Description of the task: Word for word, restate the data that follows, omitting the images.
======== Data to use
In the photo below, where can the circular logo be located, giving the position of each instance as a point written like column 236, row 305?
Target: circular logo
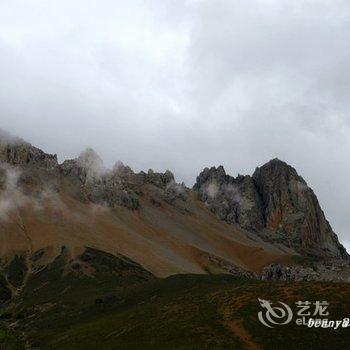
column 274, row 315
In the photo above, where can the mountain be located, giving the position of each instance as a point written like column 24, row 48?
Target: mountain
column 139, row 260
column 276, row 203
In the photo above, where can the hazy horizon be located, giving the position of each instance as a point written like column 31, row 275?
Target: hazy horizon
column 185, row 85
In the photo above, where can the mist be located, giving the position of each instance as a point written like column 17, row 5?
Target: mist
column 184, row 85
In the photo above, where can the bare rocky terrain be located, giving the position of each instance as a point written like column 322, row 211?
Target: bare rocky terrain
column 89, row 250
column 244, row 226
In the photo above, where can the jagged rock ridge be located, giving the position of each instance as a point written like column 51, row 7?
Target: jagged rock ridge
column 275, row 201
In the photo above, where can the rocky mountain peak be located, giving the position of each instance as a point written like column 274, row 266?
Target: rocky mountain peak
column 276, row 202
column 15, row 151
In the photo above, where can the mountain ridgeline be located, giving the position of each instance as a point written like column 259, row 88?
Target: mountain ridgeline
================
Answer to the exercise:
In the photo below, where can the circular logo be located, giving the position of each instance as a point written like column 236, row 305?
Target: circular logo
column 274, row 315
In the photo above, where can the mountain be located, giving the position of each instance as a point written like column 24, row 48?
Target: mountain
column 139, row 260
column 276, row 203
In the photo above, where can the hazy horizon be located, giving the position of each instance as a point written like column 31, row 275?
Target: hazy horizon
column 185, row 85
In the photo above, where can the mist be located, giving the position of each instance as a point written like column 17, row 5?
Target: mist
column 184, row 85
In the photo above, where can the bare rocky terrain be located, giving the position of each instance as a point written like column 322, row 211?
Target: bare rocky terrain
column 89, row 250
column 244, row 226
In the photo above, where can the jagged rock ridge be located, giving the position of each instance as a point written like column 51, row 7?
Target: jagged rock ridge
column 275, row 201
In the photo above, where can the rocky mountain peak be located, giving the position of each instance as a point written like column 274, row 266?
Target: rocky mountain peak
column 276, row 202
column 15, row 151
In the photo above, where can the mountain ridgeline be located, giving the position of each instance as a point written like column 259, row 88?
Target: mountain ridgeline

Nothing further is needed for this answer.